- _Document section_

Do you believe direct service School Nurses are Leaders?

76% say Yes!

We asked school nurses, administrators, counselors, teachers and others this question in our Feb. 8th newsletter mailing. 875 people participated in this simple poll. 76% responded “Yes” that direct service school nurses are leaders.  Are you curious about the 12% who said they were “Not Sure”? How about the other 12% who said “No”? We are concerned that 24% either do not perceive themselves or their direct service school nurse colleagues as leaders. How can this be true during the COVID-19 pandemic when so many school nurses are leading efforts to reduce disease transmission?

Leaders juggle complex projects

It takes leadership to juggle all these projects. You are teaching your school community about COVID-19 and tracing contacts of students and staff testing positive. You are overseeing testing of symptomatic and asymptomatic students and staff and may soon be administering COVID vaccines in school-located vaccine clinics that you are helping to coordinate.  These initiatives take effective assessment, communication, planning, coordination, implementation, evaluation, and adjustment. Looks like leadership to us!

In fact, our national professional organizations endorse leadership as critical to our practice.  The National Association of School Nurses (NASN) identifies leadership as one of 5 principles of professional school nursing practice in its Framework for 21st Century School Nursing Practice.  The NASN/American Nurses Association Scope and Standards of Practice includes Leadership as one of 12 Standards of Professional Performance for School Nursing.  

Developing the Leader in You!

- _Given information_
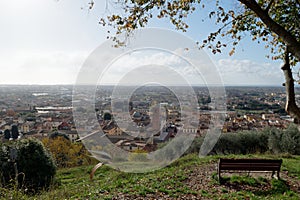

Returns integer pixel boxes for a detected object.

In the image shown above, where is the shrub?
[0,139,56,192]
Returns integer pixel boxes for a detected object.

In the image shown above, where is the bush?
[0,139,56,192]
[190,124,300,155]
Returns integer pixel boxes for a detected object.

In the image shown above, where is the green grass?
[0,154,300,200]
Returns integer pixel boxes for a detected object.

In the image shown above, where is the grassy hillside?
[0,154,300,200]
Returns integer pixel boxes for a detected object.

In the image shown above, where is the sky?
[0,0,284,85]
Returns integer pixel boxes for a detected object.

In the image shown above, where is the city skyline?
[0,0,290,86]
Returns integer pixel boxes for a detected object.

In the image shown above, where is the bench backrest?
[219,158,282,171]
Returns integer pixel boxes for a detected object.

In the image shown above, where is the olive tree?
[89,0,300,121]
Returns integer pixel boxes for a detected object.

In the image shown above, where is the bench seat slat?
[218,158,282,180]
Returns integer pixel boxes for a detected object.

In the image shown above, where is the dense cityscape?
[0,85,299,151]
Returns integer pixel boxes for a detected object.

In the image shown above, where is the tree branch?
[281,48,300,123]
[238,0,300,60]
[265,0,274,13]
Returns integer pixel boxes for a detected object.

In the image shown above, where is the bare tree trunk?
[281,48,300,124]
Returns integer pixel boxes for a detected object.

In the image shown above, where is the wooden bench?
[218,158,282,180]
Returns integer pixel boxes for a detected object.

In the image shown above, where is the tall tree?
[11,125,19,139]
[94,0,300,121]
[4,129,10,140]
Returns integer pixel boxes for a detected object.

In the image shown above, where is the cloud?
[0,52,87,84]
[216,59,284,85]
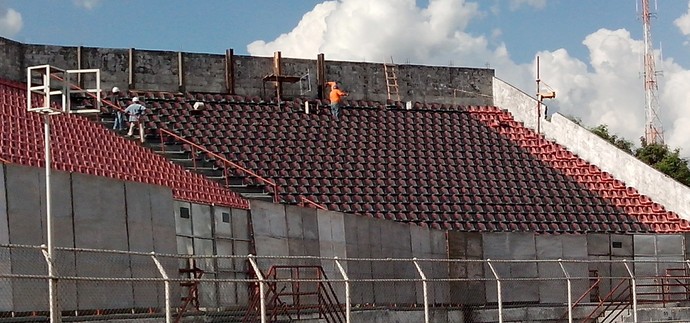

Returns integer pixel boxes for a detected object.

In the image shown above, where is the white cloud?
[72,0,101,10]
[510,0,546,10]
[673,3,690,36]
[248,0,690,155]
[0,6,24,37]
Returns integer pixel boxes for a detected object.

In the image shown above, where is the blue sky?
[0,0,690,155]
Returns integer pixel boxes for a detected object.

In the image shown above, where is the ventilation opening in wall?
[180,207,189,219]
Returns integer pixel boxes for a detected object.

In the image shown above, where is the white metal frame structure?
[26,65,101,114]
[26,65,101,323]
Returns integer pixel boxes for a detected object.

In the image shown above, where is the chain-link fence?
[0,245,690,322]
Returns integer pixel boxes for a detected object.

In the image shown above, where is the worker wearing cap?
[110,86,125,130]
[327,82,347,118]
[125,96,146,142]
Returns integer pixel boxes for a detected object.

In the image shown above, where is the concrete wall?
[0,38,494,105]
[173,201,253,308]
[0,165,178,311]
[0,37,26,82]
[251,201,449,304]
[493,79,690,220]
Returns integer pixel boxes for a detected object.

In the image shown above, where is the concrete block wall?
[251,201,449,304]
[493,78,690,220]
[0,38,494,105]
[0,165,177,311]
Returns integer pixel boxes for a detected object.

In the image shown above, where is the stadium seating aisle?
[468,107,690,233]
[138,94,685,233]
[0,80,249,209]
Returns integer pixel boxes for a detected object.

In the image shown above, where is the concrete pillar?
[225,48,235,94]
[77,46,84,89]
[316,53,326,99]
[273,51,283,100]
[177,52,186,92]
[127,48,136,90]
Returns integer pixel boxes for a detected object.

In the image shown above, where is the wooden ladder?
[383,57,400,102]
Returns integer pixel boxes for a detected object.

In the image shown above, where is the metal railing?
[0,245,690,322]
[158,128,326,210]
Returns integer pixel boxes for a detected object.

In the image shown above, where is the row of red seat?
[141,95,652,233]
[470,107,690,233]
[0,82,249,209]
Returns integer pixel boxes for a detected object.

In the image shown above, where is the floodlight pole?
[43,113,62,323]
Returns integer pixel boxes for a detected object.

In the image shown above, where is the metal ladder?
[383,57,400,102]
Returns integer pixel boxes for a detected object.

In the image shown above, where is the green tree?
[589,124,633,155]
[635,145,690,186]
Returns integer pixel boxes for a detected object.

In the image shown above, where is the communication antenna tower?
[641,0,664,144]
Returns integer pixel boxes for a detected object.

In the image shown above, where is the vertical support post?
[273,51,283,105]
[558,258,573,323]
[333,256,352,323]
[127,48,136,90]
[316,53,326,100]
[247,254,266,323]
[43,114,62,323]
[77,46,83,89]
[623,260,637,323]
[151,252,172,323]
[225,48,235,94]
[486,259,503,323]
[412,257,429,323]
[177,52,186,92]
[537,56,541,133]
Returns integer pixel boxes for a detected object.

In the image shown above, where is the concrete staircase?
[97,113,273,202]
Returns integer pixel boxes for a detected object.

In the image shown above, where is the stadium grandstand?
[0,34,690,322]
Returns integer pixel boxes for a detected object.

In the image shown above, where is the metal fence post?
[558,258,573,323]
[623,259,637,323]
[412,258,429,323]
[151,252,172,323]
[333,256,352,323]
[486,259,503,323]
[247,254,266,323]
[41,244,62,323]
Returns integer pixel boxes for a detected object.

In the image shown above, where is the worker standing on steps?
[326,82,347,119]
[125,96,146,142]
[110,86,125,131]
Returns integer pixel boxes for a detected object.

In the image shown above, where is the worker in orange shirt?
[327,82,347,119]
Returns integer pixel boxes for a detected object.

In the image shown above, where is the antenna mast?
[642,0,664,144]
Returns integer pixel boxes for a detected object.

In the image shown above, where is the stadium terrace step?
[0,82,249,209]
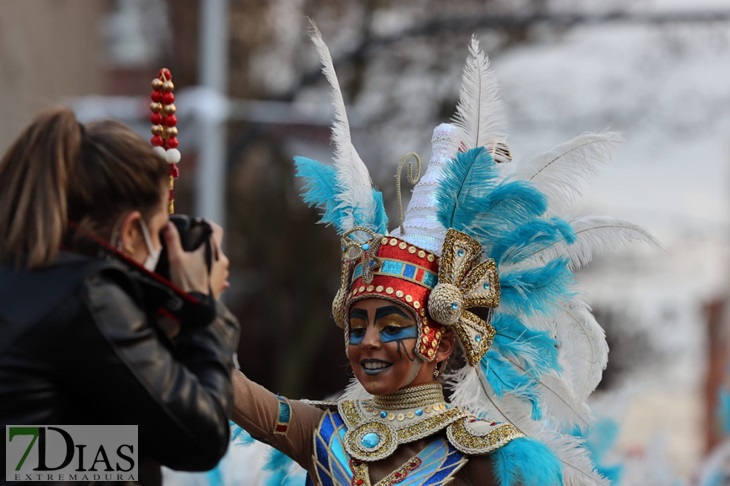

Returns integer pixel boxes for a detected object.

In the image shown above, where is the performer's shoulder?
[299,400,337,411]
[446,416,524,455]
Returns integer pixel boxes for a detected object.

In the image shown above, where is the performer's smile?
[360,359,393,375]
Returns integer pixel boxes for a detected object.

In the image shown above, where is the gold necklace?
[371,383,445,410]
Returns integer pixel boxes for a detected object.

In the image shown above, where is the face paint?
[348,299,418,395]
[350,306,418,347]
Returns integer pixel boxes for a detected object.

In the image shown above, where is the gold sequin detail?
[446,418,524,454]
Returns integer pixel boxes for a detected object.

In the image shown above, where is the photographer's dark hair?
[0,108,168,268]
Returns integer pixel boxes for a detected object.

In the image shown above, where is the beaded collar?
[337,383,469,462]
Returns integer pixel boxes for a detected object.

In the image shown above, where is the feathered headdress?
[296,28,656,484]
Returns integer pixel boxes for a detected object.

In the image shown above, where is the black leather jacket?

- _Work request 1_
List every activity that the school nurse leadership text says the COVID-19 initiatives take.
- _Work request 2_
According to the school nurse leadership text, how many people took part in the poll?
- _Work request 3_
Print the passage of the school nurse leadership text that opens with the words containing "In fact, our" and closes with "for School Nursing.".

- _Task solution 1_
assessment, communication, planning, coordination, implementation, evaluation, adjustment

- _Task solution 2_
875 people

- _Task solution 3_
In fact, our national professional organizations endorse leadership as critical to our practice.  The National Association of School Nurses (NASN) identifies leadership as one of 5 principles of professional school nursing practice in its Framework for 21st Century School Nursing Practice.  The NASN/American Nurses Association Scope and Standards of Practice includes Leadership as one of 12 Standards of Professional Performance for School Nursing.